Provided data Block Start
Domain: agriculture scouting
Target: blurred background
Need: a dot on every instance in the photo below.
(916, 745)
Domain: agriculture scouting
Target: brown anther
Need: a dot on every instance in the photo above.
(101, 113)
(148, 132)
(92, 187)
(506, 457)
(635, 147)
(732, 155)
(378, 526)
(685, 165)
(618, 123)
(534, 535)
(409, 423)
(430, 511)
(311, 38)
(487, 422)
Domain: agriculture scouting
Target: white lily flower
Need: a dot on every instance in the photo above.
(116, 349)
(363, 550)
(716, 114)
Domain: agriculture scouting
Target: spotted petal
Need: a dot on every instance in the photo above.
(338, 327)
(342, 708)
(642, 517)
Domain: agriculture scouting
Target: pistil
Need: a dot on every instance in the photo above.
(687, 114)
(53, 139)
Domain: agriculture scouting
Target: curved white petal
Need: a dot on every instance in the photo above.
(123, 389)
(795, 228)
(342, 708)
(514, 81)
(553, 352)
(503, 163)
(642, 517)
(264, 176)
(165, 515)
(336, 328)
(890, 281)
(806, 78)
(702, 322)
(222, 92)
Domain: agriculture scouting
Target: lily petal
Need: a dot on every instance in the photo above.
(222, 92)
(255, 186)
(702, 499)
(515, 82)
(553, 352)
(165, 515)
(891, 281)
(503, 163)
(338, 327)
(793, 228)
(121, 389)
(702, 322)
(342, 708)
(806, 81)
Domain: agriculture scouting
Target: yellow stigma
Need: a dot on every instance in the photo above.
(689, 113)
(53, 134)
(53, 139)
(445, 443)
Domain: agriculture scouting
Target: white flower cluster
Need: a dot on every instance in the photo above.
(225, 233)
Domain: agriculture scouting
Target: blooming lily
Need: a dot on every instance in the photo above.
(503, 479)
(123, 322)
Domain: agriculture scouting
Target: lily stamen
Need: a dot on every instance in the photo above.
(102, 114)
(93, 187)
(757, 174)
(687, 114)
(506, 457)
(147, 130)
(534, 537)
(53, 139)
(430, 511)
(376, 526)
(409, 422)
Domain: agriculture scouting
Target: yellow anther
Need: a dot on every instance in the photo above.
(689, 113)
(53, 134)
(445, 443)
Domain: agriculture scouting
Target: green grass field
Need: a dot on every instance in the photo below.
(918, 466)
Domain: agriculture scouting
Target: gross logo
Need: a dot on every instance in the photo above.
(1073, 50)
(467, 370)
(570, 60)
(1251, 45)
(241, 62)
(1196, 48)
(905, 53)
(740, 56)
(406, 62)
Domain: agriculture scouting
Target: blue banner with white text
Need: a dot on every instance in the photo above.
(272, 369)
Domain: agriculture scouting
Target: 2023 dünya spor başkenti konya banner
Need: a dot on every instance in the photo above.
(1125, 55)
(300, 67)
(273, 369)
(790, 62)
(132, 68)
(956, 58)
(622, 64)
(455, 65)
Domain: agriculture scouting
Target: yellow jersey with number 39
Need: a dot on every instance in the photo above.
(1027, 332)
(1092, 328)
Provided data Block End
**Aim of the task:**
Show every line from the entries above in which "anther" appears.

**Reply to the exercise:**
Target: brown anther
Target: yellow anther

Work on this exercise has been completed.